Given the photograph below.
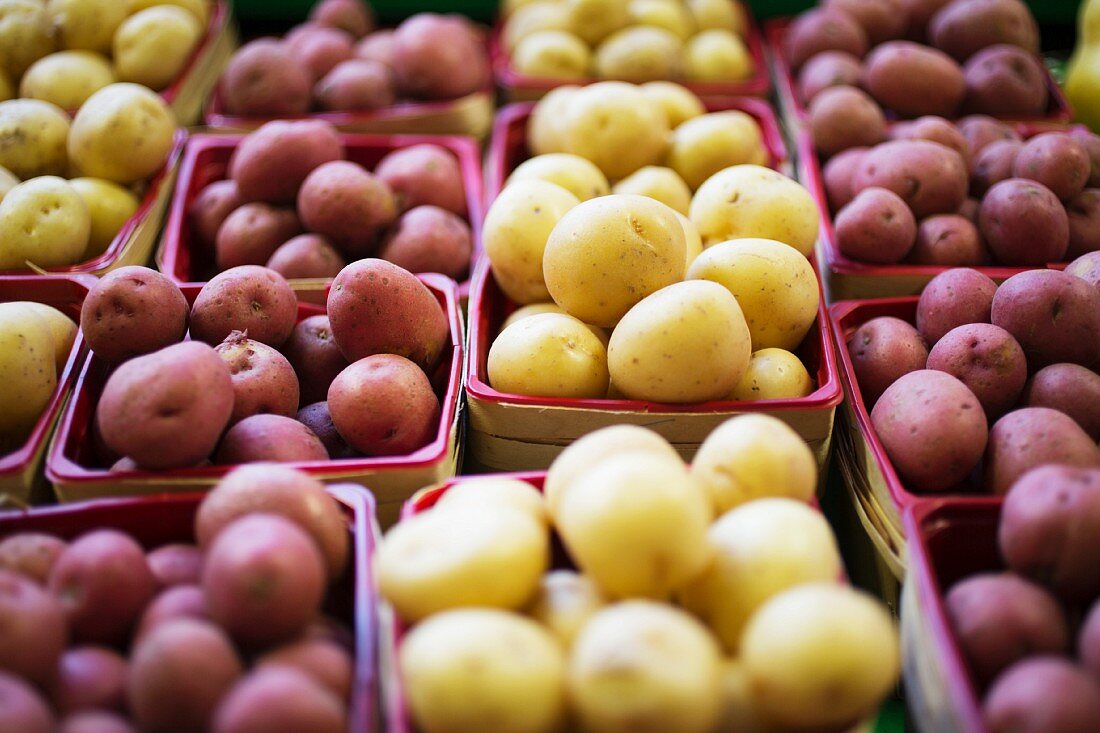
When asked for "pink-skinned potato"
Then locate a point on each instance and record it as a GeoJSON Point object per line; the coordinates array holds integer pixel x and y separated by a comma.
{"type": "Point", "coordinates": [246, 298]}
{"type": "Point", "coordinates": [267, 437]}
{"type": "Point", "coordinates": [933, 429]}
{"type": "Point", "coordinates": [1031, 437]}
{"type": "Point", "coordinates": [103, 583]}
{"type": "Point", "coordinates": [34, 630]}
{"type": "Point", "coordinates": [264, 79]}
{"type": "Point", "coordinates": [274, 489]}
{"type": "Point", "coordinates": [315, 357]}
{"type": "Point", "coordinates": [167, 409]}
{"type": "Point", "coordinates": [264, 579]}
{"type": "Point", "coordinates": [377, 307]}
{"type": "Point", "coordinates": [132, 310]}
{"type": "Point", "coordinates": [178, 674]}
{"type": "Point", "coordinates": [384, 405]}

* * *

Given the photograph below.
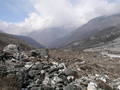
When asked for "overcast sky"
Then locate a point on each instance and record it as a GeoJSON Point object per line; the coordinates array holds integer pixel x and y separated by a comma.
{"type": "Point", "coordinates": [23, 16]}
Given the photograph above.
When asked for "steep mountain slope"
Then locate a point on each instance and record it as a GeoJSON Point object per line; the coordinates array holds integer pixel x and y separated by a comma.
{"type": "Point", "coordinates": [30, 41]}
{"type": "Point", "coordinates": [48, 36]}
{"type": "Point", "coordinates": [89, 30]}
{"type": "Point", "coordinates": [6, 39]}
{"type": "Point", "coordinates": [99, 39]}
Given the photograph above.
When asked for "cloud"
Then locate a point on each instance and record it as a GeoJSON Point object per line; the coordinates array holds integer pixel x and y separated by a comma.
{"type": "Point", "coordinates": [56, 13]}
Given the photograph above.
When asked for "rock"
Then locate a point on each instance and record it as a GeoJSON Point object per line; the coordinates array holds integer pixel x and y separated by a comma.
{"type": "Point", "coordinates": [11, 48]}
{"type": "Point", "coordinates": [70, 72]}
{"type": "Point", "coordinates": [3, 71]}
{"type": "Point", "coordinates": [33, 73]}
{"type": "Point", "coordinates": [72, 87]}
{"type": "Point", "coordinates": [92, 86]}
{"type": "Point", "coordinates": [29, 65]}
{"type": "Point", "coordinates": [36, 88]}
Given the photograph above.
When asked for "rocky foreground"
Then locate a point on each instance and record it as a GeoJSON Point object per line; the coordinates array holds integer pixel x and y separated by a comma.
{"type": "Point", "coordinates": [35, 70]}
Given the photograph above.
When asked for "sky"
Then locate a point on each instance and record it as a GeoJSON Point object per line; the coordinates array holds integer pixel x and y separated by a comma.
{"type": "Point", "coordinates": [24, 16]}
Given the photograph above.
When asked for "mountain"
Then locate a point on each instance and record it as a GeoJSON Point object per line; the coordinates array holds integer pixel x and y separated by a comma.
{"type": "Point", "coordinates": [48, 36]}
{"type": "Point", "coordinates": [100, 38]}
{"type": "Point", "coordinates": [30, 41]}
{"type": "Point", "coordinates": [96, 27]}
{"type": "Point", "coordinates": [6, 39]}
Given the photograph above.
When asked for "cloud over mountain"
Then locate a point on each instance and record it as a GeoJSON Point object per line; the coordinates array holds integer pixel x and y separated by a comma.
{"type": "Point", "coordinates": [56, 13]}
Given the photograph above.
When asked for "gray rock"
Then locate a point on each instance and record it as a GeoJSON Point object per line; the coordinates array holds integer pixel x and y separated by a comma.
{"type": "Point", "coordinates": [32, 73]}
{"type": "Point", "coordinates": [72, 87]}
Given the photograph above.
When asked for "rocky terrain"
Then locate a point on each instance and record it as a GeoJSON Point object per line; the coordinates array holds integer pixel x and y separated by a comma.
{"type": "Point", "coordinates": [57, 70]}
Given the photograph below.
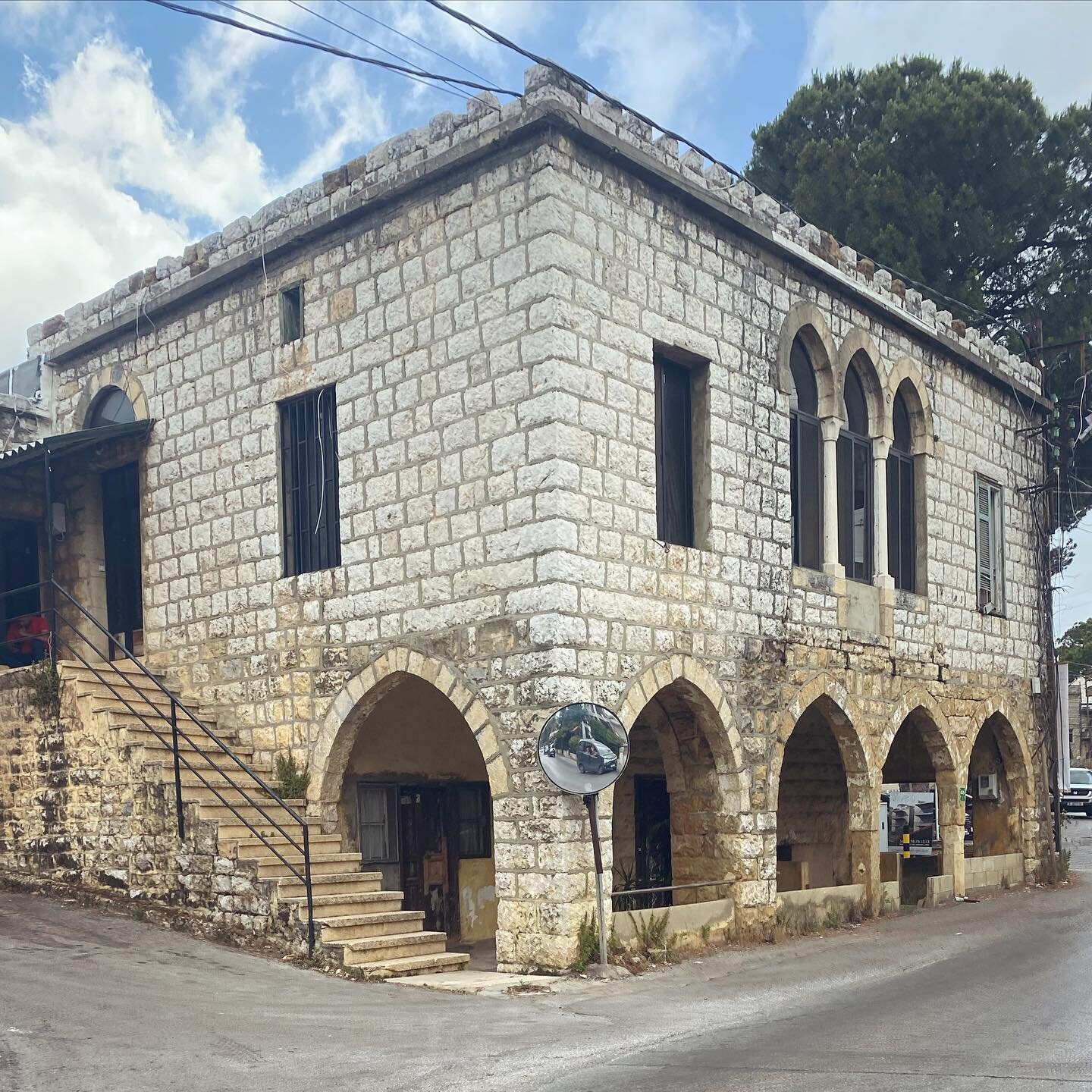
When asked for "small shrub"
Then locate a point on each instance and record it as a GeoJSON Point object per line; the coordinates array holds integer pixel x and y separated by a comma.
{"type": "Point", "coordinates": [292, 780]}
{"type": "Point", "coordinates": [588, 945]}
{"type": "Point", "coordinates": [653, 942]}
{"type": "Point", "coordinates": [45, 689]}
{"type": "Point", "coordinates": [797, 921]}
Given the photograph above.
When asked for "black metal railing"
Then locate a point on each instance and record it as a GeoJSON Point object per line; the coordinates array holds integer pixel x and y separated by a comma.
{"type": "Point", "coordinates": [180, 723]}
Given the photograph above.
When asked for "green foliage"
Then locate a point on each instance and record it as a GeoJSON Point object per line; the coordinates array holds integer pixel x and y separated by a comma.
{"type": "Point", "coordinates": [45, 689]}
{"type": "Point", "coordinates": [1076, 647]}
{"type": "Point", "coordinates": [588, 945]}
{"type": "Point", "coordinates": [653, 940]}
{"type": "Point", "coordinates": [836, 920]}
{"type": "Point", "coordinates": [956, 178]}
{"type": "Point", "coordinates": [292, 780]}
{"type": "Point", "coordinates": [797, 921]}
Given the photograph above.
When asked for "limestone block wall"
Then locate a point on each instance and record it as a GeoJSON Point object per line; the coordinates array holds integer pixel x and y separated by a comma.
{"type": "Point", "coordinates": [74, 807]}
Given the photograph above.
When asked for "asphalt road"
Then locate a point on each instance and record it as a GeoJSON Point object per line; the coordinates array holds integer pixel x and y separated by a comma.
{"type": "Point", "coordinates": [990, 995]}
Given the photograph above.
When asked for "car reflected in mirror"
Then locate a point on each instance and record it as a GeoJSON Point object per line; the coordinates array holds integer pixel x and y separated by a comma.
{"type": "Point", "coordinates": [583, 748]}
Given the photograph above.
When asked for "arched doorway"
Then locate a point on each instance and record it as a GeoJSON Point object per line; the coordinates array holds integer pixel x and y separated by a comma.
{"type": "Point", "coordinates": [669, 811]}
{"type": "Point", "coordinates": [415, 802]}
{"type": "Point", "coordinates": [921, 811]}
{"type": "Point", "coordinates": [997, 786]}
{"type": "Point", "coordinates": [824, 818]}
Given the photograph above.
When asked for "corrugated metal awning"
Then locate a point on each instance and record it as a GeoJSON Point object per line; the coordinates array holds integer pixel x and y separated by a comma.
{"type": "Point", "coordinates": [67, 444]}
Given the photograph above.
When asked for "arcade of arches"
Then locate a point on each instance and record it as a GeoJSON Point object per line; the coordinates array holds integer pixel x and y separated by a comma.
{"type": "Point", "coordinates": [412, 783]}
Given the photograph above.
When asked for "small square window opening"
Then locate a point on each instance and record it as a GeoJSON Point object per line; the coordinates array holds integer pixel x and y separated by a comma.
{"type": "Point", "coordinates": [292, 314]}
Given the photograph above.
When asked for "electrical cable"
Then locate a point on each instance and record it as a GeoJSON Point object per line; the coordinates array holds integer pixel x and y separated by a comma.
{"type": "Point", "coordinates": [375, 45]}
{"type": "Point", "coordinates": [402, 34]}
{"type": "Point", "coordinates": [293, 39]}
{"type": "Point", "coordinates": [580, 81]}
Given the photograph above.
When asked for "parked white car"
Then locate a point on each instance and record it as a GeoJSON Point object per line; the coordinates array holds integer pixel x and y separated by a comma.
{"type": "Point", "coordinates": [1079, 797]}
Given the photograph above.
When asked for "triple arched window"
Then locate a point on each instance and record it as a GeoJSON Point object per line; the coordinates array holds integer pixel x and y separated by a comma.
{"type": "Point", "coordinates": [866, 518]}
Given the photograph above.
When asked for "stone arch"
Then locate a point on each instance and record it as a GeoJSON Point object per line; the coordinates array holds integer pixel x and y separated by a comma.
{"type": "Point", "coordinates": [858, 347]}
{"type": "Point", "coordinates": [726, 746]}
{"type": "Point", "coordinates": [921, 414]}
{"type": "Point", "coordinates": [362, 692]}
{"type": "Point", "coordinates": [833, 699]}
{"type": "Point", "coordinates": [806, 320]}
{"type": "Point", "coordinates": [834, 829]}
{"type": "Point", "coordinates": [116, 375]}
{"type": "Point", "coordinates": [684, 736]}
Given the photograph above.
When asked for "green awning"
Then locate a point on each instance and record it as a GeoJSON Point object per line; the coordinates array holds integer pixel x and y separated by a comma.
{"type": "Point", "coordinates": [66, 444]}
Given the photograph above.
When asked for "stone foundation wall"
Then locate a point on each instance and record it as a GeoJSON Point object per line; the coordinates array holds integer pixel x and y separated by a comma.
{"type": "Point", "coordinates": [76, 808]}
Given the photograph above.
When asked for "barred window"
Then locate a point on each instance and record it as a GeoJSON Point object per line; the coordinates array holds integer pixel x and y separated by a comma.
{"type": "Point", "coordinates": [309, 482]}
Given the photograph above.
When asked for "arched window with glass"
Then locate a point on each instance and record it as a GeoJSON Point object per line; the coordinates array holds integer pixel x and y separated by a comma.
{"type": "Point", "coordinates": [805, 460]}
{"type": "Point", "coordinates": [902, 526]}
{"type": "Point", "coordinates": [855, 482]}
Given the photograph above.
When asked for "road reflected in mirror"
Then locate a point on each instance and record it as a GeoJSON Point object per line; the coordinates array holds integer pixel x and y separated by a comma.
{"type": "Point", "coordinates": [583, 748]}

--

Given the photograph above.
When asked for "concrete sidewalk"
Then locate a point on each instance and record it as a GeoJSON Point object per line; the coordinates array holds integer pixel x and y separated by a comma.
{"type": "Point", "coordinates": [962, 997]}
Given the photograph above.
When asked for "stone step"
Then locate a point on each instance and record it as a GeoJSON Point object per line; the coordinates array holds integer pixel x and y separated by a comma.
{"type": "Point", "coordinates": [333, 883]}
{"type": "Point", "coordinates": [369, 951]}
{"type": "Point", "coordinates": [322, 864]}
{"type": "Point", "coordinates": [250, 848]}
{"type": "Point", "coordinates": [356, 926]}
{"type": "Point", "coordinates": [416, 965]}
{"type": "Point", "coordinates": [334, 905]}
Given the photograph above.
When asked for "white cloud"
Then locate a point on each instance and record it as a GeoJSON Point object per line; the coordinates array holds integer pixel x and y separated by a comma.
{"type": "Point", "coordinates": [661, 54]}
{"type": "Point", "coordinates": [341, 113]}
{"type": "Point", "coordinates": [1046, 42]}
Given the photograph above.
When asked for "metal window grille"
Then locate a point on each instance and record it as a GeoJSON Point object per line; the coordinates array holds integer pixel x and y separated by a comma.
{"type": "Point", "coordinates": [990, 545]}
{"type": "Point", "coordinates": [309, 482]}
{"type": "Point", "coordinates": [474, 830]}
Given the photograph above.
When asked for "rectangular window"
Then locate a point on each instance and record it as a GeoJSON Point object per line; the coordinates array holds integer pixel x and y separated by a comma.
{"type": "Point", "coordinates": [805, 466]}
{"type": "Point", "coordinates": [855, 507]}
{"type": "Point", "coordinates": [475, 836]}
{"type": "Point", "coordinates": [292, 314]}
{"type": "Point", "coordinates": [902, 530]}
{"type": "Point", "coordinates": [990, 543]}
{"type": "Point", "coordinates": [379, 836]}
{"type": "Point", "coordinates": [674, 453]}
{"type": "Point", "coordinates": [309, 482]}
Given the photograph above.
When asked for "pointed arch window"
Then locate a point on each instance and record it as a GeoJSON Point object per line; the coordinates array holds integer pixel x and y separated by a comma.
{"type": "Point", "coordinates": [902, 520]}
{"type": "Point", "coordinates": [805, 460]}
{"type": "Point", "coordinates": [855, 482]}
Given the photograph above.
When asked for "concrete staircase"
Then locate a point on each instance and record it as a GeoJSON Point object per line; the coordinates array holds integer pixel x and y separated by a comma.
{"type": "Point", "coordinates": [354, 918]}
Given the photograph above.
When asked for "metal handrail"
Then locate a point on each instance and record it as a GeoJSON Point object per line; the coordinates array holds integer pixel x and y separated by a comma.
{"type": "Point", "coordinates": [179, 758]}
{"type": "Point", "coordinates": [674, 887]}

## Written instruction:
Track down each line in the listing above that contains the word "concrete" and copy those lines.

## Output of the exercise:
When asked for "concrete sidewalk"
When asked for "concrete staircase"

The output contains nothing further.